** Task set **
1. Reproduce in full the passage on African countries in the global climate negotiations.
2. Report every line of the records that contains the word "white".

** Reading passage **
+--
As the United Nations Framework Convention on Climate Change’s twenty-first Conference of Parties (COP) gets underway in Paris today to negotiate a post-2020 international climate treaty, it is time to recognize that African countries have come a long way in the global climate negotiations process. In the earlier days, climate change was portrayed as a scientific problem for so-called “developed” countries to debate among themselves; Africa was not seen as a potential actor but rather as a victim, passively bearing the brunt of climatic changes. African countries’ contributions to the yearly COPs were further constrained by insufficient resources and limited institutional capacity. However, over the years, African countries have become increasingly unified on climate change—no small feat, considering the stark differences in relative wealth, vulnerability to climate change, language, emissions, and oil and coal resources across countries.
The path to achieving something approaching an “African Common Position” has required a great deal of behind-the-scenes work. African countries have worked through regional blocs to provide input to the UNFCCC, notably as members of the African Group of Negotiators (AGN) as well as the influential “G77 + China” group, which represents developing countries. (Smaller subsets of African countries are also in the Alliance of Small Island States (AOSIS) and the Least-Developed Countries (LDC) group.) The AGN has become the front-line group by which African countries have represented their climate change interests to the world, bolstered by increased institutional coordination across the continent. For instance, the African Ministerial Conference on the Environment has provided technical input and political oversight to develop an African Common Position on climate change. This Common Position receives a high-level endorsement by the Committee of African Heads of State and Government on Climate Change (CAHOSCC), established by the African Union in 2009. Other bodies (like the AfDB) and regional events (like the yearly African climate talks) also feed into this process.
+--
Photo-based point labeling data
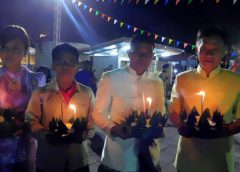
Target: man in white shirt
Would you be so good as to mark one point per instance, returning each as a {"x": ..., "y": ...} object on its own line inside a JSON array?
[{"x": 119, "y": 93}]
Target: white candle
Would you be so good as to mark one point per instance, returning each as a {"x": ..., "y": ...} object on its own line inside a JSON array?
[
  {"x": 144, "y": 104},
  {"x": 73, "y": 107},
  {"x": 202, "y": 94},
  {"x": 149, "y": 102}
]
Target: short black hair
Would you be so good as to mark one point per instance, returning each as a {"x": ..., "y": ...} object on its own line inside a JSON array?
[
  {"x": 138, "y": 39},
  {"x": 64, "y": 48},
  {"x": 12, "y": 32},
  {"x": 209, "y": 31}
]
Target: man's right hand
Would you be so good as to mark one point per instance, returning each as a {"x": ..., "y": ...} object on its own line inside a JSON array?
[{"x": 118, "y": 131}]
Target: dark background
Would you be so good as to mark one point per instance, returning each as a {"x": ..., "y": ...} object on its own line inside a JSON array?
[{"x": 179, "y": 22}]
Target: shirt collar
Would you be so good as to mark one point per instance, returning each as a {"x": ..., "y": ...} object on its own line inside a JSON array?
[
  {"x": 131, "y": 71},
  {"x": 214, "y": 73}
]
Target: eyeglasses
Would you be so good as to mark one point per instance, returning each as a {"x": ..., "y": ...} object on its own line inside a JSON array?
[
  {"x": 16, "y": 51},
  {"x": 66, "y": 63}
]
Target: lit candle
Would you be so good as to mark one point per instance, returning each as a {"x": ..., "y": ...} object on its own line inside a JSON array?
[
  {"x": 73, "y": 107},
  {"x": 202, "y": 94},
  {"x": 144, "y": 104},
  {"x": 149, "y": 102}
]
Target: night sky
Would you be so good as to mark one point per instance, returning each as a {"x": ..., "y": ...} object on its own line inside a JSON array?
[{"x": 78, "y": 25}]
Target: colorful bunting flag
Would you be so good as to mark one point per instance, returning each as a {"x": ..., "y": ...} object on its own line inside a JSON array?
[
  {"x": 177, "y": 2},
  {"x": 135, "y": 29},
  {"x": 146, "y": 1},
  {"x": 166, "y": 1},
  {"x": 189, "y": 2},
  {"x": 177, "y": 43},
  {"x": 121, "y": 24},
  {"x": 79, "y": 3},
  {"x": 156, "y": 1},
  {"x": 103, "y": 15},
  {"x": 163, "y": 38},
  {"x": 96, "y": 13},
  {"x": 115, "y": 21},
  {"x": 129, "y": 26},
  {"x": 90, "y": 10}
]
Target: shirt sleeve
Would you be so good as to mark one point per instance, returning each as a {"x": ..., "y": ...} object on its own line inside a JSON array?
[
  {"x": 33, "y": 112},
  {"x": 102, "y": 106}
]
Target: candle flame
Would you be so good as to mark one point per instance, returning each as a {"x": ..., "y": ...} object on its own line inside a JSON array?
[
  {"x": 201, "y": 93},
  {"x": 73, "y": 107},
  {"x": 149, "y": 101}
]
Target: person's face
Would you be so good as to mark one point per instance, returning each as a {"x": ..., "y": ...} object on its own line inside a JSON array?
[
  {"x": 141, "y": 57},
  {"x": 12, "y": 53},
  {"x": 210, "y": 52},
  {"x": 65, "y": 66}
]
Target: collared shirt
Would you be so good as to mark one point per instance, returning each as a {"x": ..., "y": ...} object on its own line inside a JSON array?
[
  {"x": 46, "y": 103},
  {"x": 222, "y": 92},
  {"x": 120, "y": 92}
]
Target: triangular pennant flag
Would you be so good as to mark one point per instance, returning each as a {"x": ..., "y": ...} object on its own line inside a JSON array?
[
  {"x": 189, "y": 2},
  {"x": 166, "y": 1},
  {"x": 129, "y": 26},
  {"x": 146, "y": 1},
  {"x": 121, "y": 24},
  {"x": 103, "y": 15},
  {"x": 79, "y": 3},
  {"x": 135, "y": 29},
  {"x": 177, "y": 43},
  {"x": 163, "y": 38},
  {"x": 85, "y": 7},
  {"x": 90, "y": 10},
  {"x": 193, "y": 47},
  {"x": 156, "y": 1},
  {"x": 97, "y": 12}
]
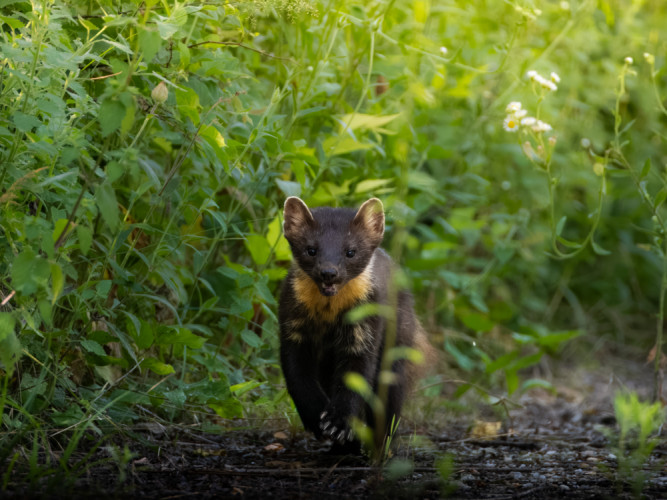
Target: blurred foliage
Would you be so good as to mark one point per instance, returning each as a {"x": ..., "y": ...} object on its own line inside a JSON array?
[{"x": 146, "y": 149}]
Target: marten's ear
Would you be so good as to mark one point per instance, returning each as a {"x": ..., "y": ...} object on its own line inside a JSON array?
[
  {"x": 370, "y": 220},
  {"x": 297, "y": 218}
]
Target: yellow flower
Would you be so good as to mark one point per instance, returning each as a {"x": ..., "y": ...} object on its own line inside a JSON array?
[
  {"x": 598, "y": 168},
  {"x": 511, "y": 124}
]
+--
** Results **
1.
As the United Nations Framework Convention on Climate Change’s twenty-first Conference of Parties (COP) gets underway in Paris today to negotiate a post-2020 international climate treaty, it is time to recognize that African countries have come a long way in the global climate negotiations process. In the earlier days, climate change was portrayed as a scientific problem for so-called “developed” countries to debate among themselves; Africa was not seen as a potential actor but rather as a victim, passively bearing the brunt of climatic changes. African countries’ contributions to the yearly COPs were further constrained by insufficient resources and limited institutional capacity. However, over the years, African countries have become increasingly unified on climate change—no small feat, considering the stark differences in relative wealth, vulnerability to climate change, language, emissions, and oil and coal resources across countries.
The path to achieving something approaching an “African Common Position” has required a great deal of behind-the-scenes work. African countries have worked through regional blocs to provide input to the UNFCCC, notably as members of the African Group of Negotiators (AGN) as well as the influential “G77 + China” group, which represents developing countries. (Smaller subsets of African countries are also in the Alliance of Small Island States (AOSIS) and the Least-Developed Countries (LDC) group.) The AGN has become the front-line group by which African countries have represented their climate change interests to the world, bolstered by increased institutional coordination across the continent. For instance, the African Ministerial Conference on the Environment has provided technical input and political oversight to develop an African Common Position on climate change. This Common Position receives a high-level endorsement by the Committee of African Heads of State and Government on Climate Change (CAHOSCC), established by the African Union in 2009. Other bodies (like the AfDB) and regional events (like the yearly African climate talks) also feed into this process.

2.
Target: man in white shirt
Target: white candle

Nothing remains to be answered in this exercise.